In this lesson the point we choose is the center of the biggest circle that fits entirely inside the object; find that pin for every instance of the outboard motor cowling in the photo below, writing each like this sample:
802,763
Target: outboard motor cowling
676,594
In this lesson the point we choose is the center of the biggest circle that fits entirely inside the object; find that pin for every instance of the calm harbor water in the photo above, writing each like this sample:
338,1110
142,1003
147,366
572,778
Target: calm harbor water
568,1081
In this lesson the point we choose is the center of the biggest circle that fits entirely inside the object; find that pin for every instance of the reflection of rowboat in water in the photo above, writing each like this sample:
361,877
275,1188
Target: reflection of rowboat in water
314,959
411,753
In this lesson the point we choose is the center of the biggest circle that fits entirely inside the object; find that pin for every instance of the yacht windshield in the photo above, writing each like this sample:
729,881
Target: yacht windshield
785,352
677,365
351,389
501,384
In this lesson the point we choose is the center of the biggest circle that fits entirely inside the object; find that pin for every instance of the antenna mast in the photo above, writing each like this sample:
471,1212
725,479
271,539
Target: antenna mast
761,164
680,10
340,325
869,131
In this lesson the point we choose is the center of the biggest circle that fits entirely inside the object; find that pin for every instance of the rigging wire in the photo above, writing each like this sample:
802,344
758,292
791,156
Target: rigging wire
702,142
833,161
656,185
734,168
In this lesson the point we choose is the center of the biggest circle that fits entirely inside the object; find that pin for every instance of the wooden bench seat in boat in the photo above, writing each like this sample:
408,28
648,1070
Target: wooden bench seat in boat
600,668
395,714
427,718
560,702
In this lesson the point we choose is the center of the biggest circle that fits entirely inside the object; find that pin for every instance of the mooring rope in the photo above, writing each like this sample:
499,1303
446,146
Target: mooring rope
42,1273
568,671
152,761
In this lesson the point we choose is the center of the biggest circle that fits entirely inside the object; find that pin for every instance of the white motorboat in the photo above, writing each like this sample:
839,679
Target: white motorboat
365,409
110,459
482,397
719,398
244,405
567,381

> [Your assignment] Your answer must be the lines from the one containing "Target: mooring rope" to the last line of the entries, repeated exactly and with nothing else.

> [Response area]
Target: mooring rope
42,1273
568,671
152,761
In this lesson the point we choose is the center of the biggest circle that fits entirely inside the object; find that pin for every instance of the white motorboat in the photo above, writing each like this sample:
839,679
Target: white motorboat
365,409
110,459
482,397
719,398
244,405
567,381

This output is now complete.